Please count how many of the lines below contain the string "such", with case counting, and reply with that number alone.
** BEGIN Given information **
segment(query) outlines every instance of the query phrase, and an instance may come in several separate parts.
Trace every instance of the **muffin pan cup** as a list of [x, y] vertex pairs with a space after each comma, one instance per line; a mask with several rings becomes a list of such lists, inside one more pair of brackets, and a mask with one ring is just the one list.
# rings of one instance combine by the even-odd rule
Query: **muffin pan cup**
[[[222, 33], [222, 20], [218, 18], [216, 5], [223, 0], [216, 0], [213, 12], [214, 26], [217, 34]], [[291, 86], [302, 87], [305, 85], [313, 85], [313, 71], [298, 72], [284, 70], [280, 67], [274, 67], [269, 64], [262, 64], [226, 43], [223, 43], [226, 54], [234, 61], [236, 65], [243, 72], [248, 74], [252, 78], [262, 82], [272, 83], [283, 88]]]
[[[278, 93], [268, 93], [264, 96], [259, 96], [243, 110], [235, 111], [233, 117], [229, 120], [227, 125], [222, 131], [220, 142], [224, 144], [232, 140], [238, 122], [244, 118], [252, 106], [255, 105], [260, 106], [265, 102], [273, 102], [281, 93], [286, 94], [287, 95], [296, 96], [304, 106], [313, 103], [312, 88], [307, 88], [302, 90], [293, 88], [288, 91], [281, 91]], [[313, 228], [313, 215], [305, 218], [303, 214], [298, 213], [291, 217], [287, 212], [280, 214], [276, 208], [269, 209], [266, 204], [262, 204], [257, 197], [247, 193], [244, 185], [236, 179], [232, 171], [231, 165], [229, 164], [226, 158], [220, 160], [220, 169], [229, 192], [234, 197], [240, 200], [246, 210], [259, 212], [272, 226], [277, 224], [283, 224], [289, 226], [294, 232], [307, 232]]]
** END Given information **
** BEGIN Given information **
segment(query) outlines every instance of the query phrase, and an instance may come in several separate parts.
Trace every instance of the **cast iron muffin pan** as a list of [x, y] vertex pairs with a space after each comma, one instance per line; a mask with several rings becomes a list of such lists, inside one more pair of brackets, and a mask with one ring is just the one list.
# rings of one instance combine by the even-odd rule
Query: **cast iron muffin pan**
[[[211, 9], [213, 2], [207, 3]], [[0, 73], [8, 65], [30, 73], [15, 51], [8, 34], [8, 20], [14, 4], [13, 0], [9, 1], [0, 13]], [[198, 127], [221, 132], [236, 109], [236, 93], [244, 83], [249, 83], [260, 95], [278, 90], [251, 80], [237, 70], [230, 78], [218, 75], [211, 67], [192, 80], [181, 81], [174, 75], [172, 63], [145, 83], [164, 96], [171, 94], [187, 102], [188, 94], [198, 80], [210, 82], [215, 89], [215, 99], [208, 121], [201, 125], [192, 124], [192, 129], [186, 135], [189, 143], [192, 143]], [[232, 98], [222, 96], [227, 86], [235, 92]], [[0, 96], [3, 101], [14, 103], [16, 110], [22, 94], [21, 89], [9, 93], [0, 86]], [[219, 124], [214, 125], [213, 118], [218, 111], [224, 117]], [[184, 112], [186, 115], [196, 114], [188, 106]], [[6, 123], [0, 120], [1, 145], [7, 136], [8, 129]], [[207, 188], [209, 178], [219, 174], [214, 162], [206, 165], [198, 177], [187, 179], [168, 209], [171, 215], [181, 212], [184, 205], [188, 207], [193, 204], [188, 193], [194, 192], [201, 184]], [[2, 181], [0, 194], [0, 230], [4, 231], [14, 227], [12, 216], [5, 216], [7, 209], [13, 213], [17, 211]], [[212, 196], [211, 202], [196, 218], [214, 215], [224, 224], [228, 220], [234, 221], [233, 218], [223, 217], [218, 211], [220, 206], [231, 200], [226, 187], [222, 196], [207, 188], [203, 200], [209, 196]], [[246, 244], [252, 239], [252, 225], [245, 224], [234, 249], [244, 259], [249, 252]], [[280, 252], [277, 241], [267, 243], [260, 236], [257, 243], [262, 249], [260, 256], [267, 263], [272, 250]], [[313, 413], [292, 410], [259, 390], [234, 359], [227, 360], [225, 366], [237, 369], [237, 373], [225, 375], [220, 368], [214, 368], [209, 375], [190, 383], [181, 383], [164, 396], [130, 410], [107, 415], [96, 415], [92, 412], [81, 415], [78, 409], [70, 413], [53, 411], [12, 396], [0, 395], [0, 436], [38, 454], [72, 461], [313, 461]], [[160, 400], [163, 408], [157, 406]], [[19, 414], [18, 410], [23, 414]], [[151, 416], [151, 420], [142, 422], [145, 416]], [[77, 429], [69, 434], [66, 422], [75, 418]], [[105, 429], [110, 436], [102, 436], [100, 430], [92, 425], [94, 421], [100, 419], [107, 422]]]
** END Given information **
• [Written answer]
2